» **PROBLEM**
Please write the next part of the article on the one-leg balance study, picking up after its final sentence.

For the new study, the researchers assessed 1702 people in Brazil (68% men) aged 51–75 years who had been participating in an ongoing exercise study that began there in 1994.

Three Tries to Succeed

Starting in 2008, the team introduced the standing test, which involves balancing on one leg and placing the other foot at the back weight-bearing limb for support. People get three tries to maintain that posture for at least 10 seconds.

Not surprisingly, the ability to perform the test dropped with age. Although 20% of people in the study overall were unable to stand on one leg for 10 seconds, that figure rose to about 70% for those aged 76–80 years, and nearly 90% for those aged 81–85, according to the researchers. Of the two dozen 85-year-olds in the study, only two were able to complete the standing test, Araújo told Medscape.

At roughly age 70, half of people could not complete the 10-second test.

Over an average of 7 years of follow-up, 17.5% of people who could not manage the 10-second stand had died, compared with 4.5% of those who could last that long, the study found.

After accounting for age and many other risk factors, such as diabetes, body mass index, and a history of heart disease, people who were unable to complete the standing test were 84% more likely to die from any cause over the study period than their peers with better one-legged static balance (95% CI: 1.23 – 2.78; P < .001).

The researchers said their study was limited by its lack of diversity ― all the participants were relatively affluent Brazilians ― and the inability to control for a history of falls and physical activity. But they said the size of the cohort, the long follow-up period, and their use of sophistical statistical methods helped mitigate the shortcomings.

Although low aerobic fitness is a marker of poor health, much less attention has been paid to nonaerobic fitness ― things like balance, flexibility, and muscle strength and power, Araújo said.

“We are accumulating evidence that these three components of nonaerobic physical fitness are potentially relevant for good health and even more relevant for survival in older subjects,” Araújo said. Poor nonaerobic fitness, which is normally but not always associated with a sedentary lifestyle, “is the background of most cases of frailty, and being frail is strongly associated with a poor quality of life, less physical activity and exercise, and so on. It’s a bad circle.”

Stored records

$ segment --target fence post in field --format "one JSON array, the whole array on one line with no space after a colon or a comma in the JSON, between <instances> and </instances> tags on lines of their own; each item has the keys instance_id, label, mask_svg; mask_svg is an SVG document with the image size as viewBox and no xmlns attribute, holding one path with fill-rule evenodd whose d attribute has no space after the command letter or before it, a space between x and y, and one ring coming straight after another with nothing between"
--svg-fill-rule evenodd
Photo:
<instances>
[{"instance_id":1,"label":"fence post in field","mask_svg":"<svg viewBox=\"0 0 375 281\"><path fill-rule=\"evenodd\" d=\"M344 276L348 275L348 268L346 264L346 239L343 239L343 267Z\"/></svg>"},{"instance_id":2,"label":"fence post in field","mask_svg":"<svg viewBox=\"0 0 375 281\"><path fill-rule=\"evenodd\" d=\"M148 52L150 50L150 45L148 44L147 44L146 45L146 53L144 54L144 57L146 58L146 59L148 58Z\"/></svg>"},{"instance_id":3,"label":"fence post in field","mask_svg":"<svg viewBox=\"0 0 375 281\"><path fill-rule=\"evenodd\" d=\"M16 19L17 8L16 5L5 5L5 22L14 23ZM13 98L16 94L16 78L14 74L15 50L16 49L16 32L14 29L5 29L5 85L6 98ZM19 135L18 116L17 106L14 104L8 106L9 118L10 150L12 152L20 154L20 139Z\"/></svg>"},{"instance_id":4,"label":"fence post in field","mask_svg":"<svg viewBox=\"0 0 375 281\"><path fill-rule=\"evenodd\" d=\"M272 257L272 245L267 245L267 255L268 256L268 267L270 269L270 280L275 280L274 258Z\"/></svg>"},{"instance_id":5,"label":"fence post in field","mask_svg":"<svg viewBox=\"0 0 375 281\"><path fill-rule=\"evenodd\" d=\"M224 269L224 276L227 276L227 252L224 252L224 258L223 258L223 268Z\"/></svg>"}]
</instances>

» **ANSWER BOX**
Araújo’s group has been using the standing test in their clinic for more than a dozen years and have seen gains in their patients, he said. “Patients are often unaware that they are unable to sustain 10 seconds standing one legged. After this simple evaluation, they are much more prone to engage in balance training,” he said.

For now, the researchers don’t have data to show that improving static balance or performance on the standing test can affect survival ― a “quite attractive” possibility, he added. But balance can be substantially improved through training.

“After only a few sessions, an improvement can be perceived, and this influences quality of life,” Araújo said. “And this is exactly what we do with the patients that we evaluated and for those that are attending our medically supervised exercise program.”

George A. Kuchel, MD CM, FRCP, professor and Travelers Chair in Geriatrics and Gerontology at the University of Connecticut, Farmington, called the research “well done” and said the results “make perfect sense, since we have known for a long time that muscle strength is an important determinant of health, independence, and survival.”

Identifying frail patients quickly, simply, and reliably in the clinical setting is a pressing need, Kuchel, director of the UConn Center on Aging, told Medscape. The 10-second test “has considerable appeal” for this purpose, he said.

“This could be ― or rather should be ― of great interest to all busy clinicians who see older adults in primary care or consultative capacities,” Kuchel added. “I hate to be nihilistic as regards what is possible in the context of really busy clinical practices, but even the minute or so that this takes to do may very well be too much for busy clinicians to do.”

Araújo and Kuchel reported no relevant financial relationships.